• Exercise objective: Give every line of the rows below as a JSON list of strings, one string per line, with blank lines omitted. Leave the pictures out of the list.

━━ Data rows ━━

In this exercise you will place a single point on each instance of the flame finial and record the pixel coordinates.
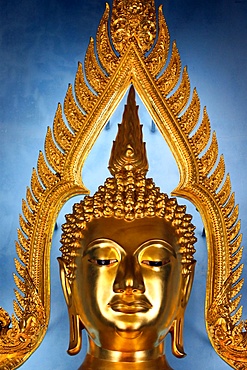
(129, 150)
(133, 18)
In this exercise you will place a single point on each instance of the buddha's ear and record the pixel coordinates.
(187, 282)
(177, 327)
(64, 281)
(74, 320)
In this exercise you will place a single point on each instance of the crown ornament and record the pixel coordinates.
(131, 54)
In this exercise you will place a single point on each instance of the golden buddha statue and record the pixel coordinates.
(127, 263)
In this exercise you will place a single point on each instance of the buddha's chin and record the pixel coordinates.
(127, 334)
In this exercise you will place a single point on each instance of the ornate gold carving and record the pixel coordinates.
(202, 178)
(133, 19)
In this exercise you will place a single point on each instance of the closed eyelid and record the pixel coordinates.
(158, 243)
(102, 244)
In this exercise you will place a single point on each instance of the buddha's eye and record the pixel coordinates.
(155, 263)
(103, 262)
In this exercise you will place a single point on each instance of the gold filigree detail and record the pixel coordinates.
(202, 174)
(133, 19)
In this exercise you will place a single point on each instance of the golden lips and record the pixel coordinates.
(130, 305)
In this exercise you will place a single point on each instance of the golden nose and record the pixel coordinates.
(129, 277)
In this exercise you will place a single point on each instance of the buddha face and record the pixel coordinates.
(127, 289)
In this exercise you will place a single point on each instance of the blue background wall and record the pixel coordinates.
(40, 45)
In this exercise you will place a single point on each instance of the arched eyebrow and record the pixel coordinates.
(104, 242)
(162, 243)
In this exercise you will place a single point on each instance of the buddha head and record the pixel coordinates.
(127, 259)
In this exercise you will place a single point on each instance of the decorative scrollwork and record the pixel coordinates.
(166, 94)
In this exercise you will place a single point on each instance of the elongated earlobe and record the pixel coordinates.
(177, 337)
(75, 338)
(177, 327)
(75, 324)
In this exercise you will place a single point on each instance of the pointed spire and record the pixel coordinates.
(129, 151)
(133, 18)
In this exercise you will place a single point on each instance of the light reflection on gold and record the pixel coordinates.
(127, 280)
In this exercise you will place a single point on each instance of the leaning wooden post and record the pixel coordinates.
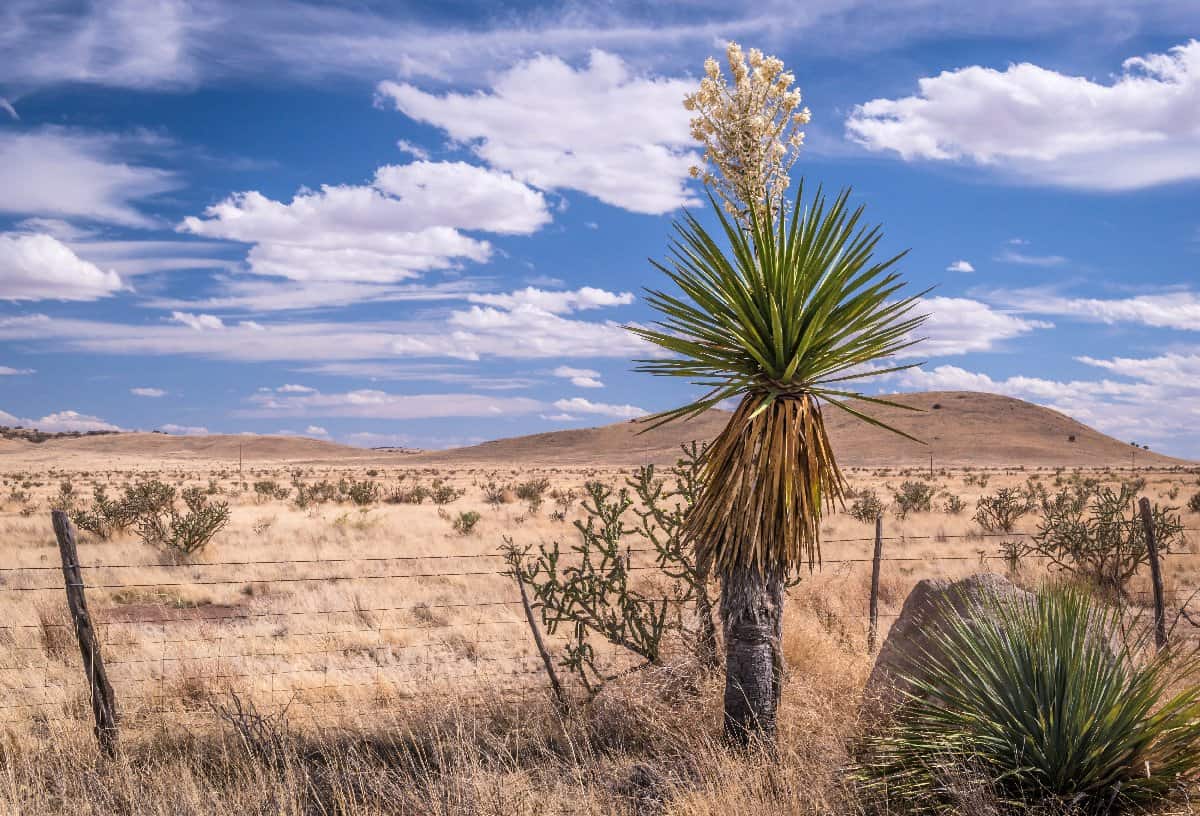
(873, 633)
(103, 706)
(1156, 573)
(559, 695)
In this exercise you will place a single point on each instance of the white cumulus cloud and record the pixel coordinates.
(367, 403)
(1140, 130)
(42, 268)
(407, 221)
(184, 430)
(198, 322)
(581, 406)
(600, 130)
(580, 377)
(556, 303)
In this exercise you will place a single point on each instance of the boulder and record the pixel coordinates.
(928, 606)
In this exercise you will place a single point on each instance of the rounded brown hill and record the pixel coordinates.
(959, 427)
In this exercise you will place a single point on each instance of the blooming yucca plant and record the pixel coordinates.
(1032, 700)
(780, 313)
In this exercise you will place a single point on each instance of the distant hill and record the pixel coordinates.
(960, 427)
(124, 448)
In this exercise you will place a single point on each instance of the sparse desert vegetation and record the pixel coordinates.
(335, 657)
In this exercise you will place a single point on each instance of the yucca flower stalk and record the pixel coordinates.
(783, 312)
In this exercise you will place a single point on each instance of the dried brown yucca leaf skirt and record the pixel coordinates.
(767, 477)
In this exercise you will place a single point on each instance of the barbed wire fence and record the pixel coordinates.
(161, 659)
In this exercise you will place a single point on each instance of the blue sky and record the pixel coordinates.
(426, 223)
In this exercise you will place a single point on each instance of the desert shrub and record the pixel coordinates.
(103, 517)
(1000, 511)
(414, 495)
(465, 522)
(1097, 535)
(364, 492)
(66, 497)
(318, 492)
(979, 479)
(594, 593)
(496, 493)
(268, 490)
(1030, 700)
(564, 499)
(912, 497)
(867, 507)
(954, 505)
(151, 508)
(533, 492)
(444, 492)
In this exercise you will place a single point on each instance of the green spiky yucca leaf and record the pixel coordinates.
(1036, 700)
(783, 313)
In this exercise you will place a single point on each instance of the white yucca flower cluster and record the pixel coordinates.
(750, 129)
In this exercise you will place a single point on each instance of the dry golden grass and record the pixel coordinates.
(423, 694)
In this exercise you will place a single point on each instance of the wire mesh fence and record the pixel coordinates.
(343, 634)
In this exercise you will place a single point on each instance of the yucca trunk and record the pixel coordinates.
(753, 622)
(767, 478)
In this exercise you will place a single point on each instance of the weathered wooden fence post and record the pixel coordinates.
(559, 695)
(873, 633)
(1156, 573)
(103, 706)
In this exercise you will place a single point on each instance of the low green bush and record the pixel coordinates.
(1032, 701)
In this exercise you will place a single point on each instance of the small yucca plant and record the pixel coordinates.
(1033, 699)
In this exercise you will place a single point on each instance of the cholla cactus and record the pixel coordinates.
(750, 130)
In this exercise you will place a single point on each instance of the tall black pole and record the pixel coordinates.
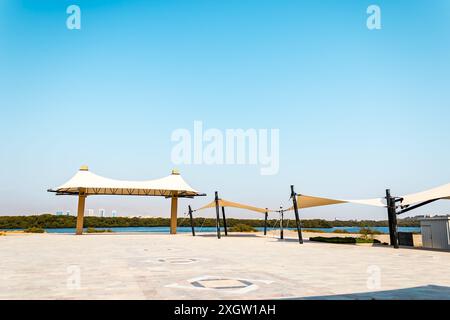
(224, 221)
(281, 223)
(265, 222)
(392, 219)
(217, 215)
(297, 218)
(192, 221)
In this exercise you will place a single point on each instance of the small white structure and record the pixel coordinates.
(435, 232)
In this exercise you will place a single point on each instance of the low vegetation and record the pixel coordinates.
(242, 228)
(314, 230)
(34, 230)
(49, 221)
(93, 230)
(350, 240)
(340, 231)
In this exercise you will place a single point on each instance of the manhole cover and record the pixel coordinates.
(177, 260)
(219, 284)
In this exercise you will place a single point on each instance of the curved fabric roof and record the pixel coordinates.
(93, 184)
(441, 192)
(225, 203)
(304, 201)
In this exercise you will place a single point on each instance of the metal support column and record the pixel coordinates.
(265, 222)
(80, 213)
(281, 223)
(297, 218)
(192, 221)
(224, 221)
(392, 219)
(217, 214)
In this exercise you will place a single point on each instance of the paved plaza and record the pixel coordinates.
(160, 266)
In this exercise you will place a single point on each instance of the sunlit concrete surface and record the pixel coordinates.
(152, 266)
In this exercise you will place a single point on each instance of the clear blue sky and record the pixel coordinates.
(358, 110)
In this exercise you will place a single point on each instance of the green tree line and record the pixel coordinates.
(50, 221)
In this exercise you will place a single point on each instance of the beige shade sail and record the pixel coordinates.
(226, 203)
(92, 184)
(304, 201)
(441, 192)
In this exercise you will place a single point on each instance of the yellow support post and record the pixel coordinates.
(80, 216)
(173, 214)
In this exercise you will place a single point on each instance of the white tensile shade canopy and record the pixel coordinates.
(226, 203)
(441, 192)
(304, 201)
(85, 183)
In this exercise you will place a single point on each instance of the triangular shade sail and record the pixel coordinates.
(92, 184)
(225, 203)
(304, 201)
(441, 192)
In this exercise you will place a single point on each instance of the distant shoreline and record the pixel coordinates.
(48, 221)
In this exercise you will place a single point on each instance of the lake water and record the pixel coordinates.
(213, 229)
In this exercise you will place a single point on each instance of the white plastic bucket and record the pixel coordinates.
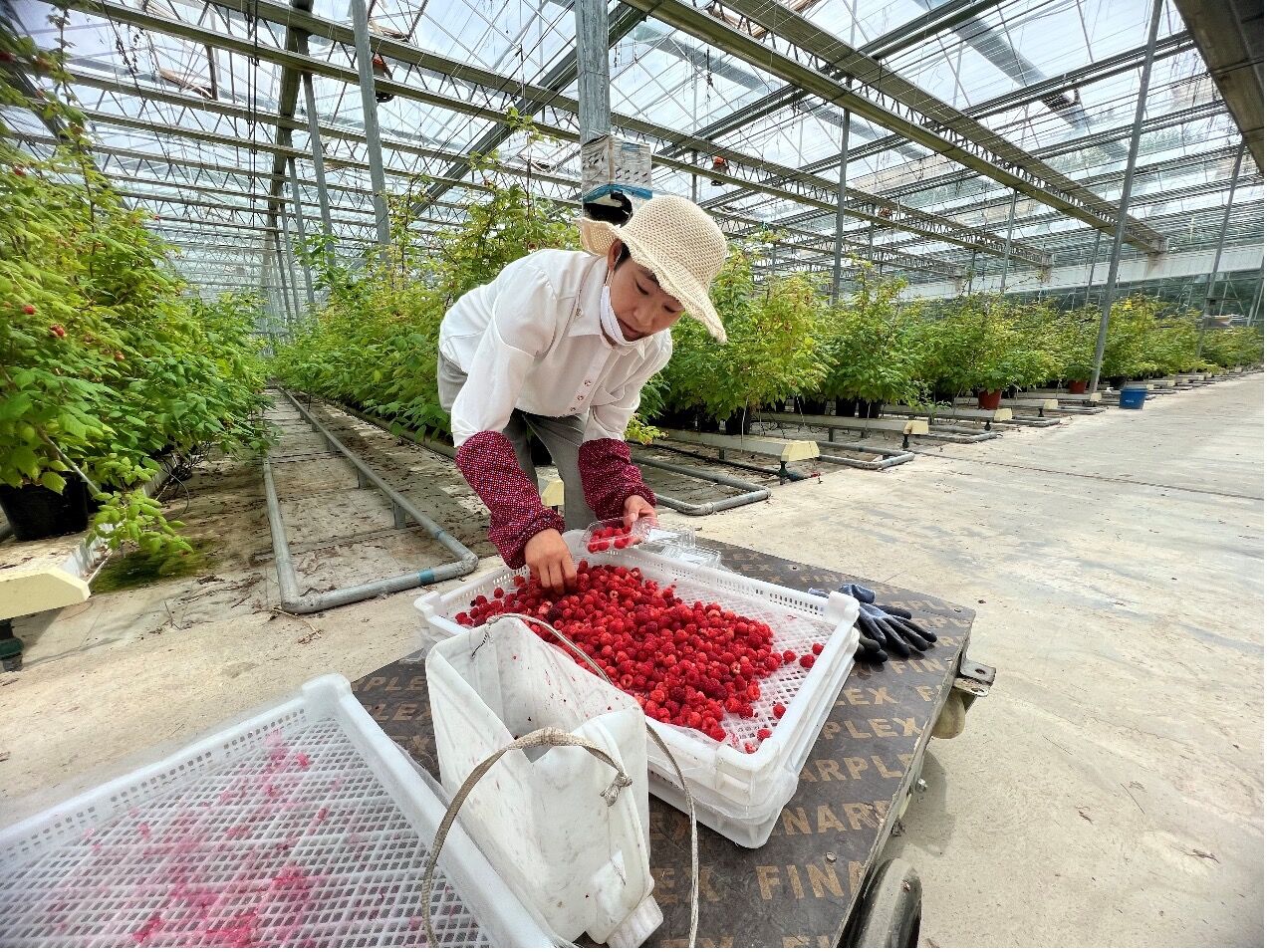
(540, 815)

━━━

• Exercise answer:
[
  "In this exercise you will place a single point on each instance of the flame finial and record the pixel coordinates.",
  "(129, 150)",
  "(133, 18)",
  "In this exercise you will place a single point on each instance of the buddha's ear and record the pixel coordinates.",
  "(187, 282)",
  "(177, 327)",
  "(64, 281)",
  "(74, 320)",
  "In this exercise you will place a single point on each instance of the crown ornament and record the pixel coordinates.",
  "(131, 54)",
  "In this exercise you will place a single point on each instance of the golden buddha statue and record the pixel coordinates.",
  "(127, 263)",
  "In this exercise you will place a single point on each instance of the buddha's chin and record the pixel coordinates.",
  "(127, 334)",
  "In this exercise you will place a single point on each instance of the ornate gold carving and record the pixel coordinates.",
  "(202, 178)",
  "(133, 19)",
  "In this exercise you will place a single point on each instance of the closed eyelid and record the pixel coordinates.",
  "(158, 243)",
  "(102, 244)",
  "In this exercise you will place a single point on each instance of the buddha's eye and record the pixel coordinates.",
  "(155, 263)",
  "(103, 262)",
  "In this exercise you will place a single point on each instance of the gold filigree detail and record the pixel coordinates.",
  "(202, 174)",
  "(133, 19)",
  "In this exercise you will place a single point on each instance of the golden lips and record the pixel coordinates.",
  "(130, 305)",
  "In this exercise you will place a single point on each instance of the golden nose and record the pixel coordinates.",
  "(129, 277)",
  "In this exercise you will place a single point on each instance of the buddha face and record the pixel coordinates.",
  "(127, 289)",
  "In this exercise you will place a single point on each instance of the blue background wall and record the pixel coordinates.",
  "(40, 45)",
  "In this exercise you will place a single point on each instance of the arched eyebrow and record the pixel coordinates.",
  "(104, 242)",
  "(162, 243)",
  "In this exercise you will place a single point on each instance of the buddha head and record the pixel coordinates.",
  "(127, 259)",
  "In this exercise you will place a single point on each instance of the decorative scrollwork and record the pixel coordinates.",
  "(166, 94)",
  "In this exercise you will place a single point on each instance of the elongated earlobe and record the pixel coordinates.",
  "(177, 337)",
  "(75, 338)",
  "(177, 327)",
  "(75, 324)",
  "In this exercise you will place a single point on each instance of the pointed spire and record the pixel coordinates.",
  "(129, 151)",
  "(133, 18)",
  "In this exercise you will place a single point on each instance of the light reflection on gold and record the pixel coordinates.",
  "(127, 280)",
  "In this exercise you will place a single point on each instance of the leaning wooden post and record the pixel coordinates.",
  "(873, 633)",
  "(103, 706)",
  "(1156, 573)",
  "(559, 695)",
  "In this exercise you will place a single point on each instance of the white cumulus cloud and record the pixel coordinates.",
  "(367, 403)",
  "(1140, 130)",
  "(42, 268)",
  "(407, 221)",
  "(184, 430)",
  "(198, 322)",
  "(581, 406)",
  "(600, 130)",
  "(580, 377)",
  "(556, 303)",
  "In this exercise you will place a single point on each instance of the boulder and record the pixel coordinates.",
  "(928, 606)",
  "In this exercise you will place a single point on each instance of the rounded brown hill and record the pixel coordinates.",
  "(959, 427)",
  "In this exercise you will place a single point on each instance of the blooming yucca plant and record the pixel coordinates.",
  "(1032, 700)",
  "(780, 313)",
  "In this exercise you will place a single point on each instance of the distant hill and record the pixel coordinates.",
  "(960, 427)",
  "(124, 448)",
  "In this exercise you will place a single point on each instance of the sparse desert vegetation and record the pixel coordinates.",
  "(335, 657)",
  "In this exercise you will place a single point on each instance of the yucca flower stalk and record the pixel coordinates.",
  "(783, 312)",
  "In this exercise you will place a single point on each instance of the dried brown yucca leaf skirt and record the pixel coordinates.",
  "(767, 477)",
  "In this exercise you will place a single point on each instance of the barbed wire fence and record the pixel coordinates.",
  "(161, 659)",
  "In this exercise you will place a single point on each instance of the blue sky and record the pixel coordinates.",
  "(426, 223)",
  "In this exercise you will place a single point on each instance of the desert shrub and record the pixel coordinates.",
  "(103, 517)",
  "(1000, 511)",
  "(414, 495)",
  "(465, 522)",
  "(1097, 535)",
  "(364, 492)",
  "(66, 497)",
  "(318, 492)",
  "(979, 479)",
  "(594, 593)",
  "(496, 493)",
  "(268, 490)",
  "(1030, 700)",
  "(564, 499)",
  "(912, 497)",
  "(867, 507)",
  "(954, 505)",
  "(151, 508)",
  "(533, 492)",
  "(444, 492)",
  "In this exercise you will place a single point on each instance of the green spiky yucca leaf and record the pixel coordinates.",
  "(1036, 700)",
  "(783, 313)",
  "In this exercise you will place a single point on each instance of the white yucca flower cluster and record the pixel coordinates.",
  "(750, 129)",
  "In this exercise you will place a single point on each instance of the dry golden grass and record the pixel coordinates.",
  "(423, 694)",
  "In this exercise you will place a single point on each instance of the wire mesh fence and record the pixel coordinates.",
  "(343, 634)",
  "In this exercise you will place a single point on each instance of the yucca trunk and record the pixel coordinates.",
  "(753, 622)",
  "(767, 478)",
  "In this exercise you will place a single point on each instance of the weathered wooden fence post and record the pixel coordinates.",
  "(559, 695)",
  "(873, 633)",
  "(1156, 573)",
  "(103, 706)",
  "In this exercise you will place a single point on each instance of the low green bush and record the pixel coordinates.",
  "(1032, 701)",
  "In this exercise you will place a single point on each instance of the small yucca plant and record the pixel coordinates.",
  "(1033, 699)",
  "In this exercise you will place a single point on each instance of the cholla cactus and record the pixel coordinates.",
  "(750, 130)",
  "In this exercise you will place a single point on each instance of the tall black pole and record the pixel coordinates.",
  "(224, 221)",
  "(281, 223)",
  "(265, 222)",
  "(392, 219)",
  "(217, 215)",
  "(297, 218)",
  "(192, 221)",
  "In this exercise you will place a single point on each instance of the small white structure and record the pixel coordinates.",
  "(435, 232)",
  "In this exercise you will place a single point on each instance of the low vegetation and record the pixel coordinates.",
  "(242, 228)",
  "(314, 230)",
  "(34, 230)",
  "(49, 221)",
  "(93, 230)",
  "(350, 240)",
  "(340, 231)",
  "In this exercise you will place a single point on each instance of the manhole cover and record the pixel coordinates.",
  "(177, 260)",
  "(219, 284)",
  "In this exercise you will place a single point on each instance of the curved fabric roof and record the pixel coordinates.",
  "(93, 184)",
  "(441, 192)",
  "(225, 203)",
  "(304, 201)",
  "In this exercise you will place a single point on each instance of the metal support column and record the pixel coordinates.",
  "(265, 222)",
  "(80, 213)",
  "(281, 223)",
  "(297, 218)",
  "(192, 221)",
  "(224, 221)",
  "(392, 219)",
  "(217, 214)",
  "In this exercise you will place a single point on each instance of the paved plaza and record the pixel coordinates.",
  "(160, 266)",
  "In this exercise you will place a single point on each instance of the sunlit concrete surface and record the pixel coordinates.",
  "(152, 266)",
  "In this exercise you will place a single point on each instance of the clear blue sky and record the pixel coordinates.",
  "(358, 110)",
  "In this exercise you will place a single point on each instance of the green tree line and record the pixel coordinates.",
  "(50, 221)",
  "In this exercise you will place a single point on each instance of the beige shade sail and record the pixel coordinates.",
  "(226, 203)",
  "(92, 184)",
  "(304, 201)",
  "(441, 192)",
  "In this exercise you will place a single point on each instance of the yellow support post and record the pixel coordinates.",
  "(80, 216)",
  "(173, 214)",
  "In this exercise you will place a single point on each instance of the white tensile shade canopy and record the pixel coordinates.",
  "(226, 203)",
  "(441, 192)",
  "(304, 201)",
  "(85, 183)",
  "In this exercise you will place a single point on each instance of the triangular shade sail and record the pixel coordinates.",
  "(92, 184)",
  "(225, 203)",
  "(304, 201)",
  "(441, 192)",
  "In this exercise you will place a single point on each instance of the distant shoreline and record the pixel coordinates.",
  "(48, 221)",
  "In this exercise you will place a single point on each instance of the lake water and record the pixel coordinates.",
  "(213, 229)",
  "In this exercise you will place a single point on each instance of the white plastic bucket and record the pixel coordinates.",
  "(540, 815)"
]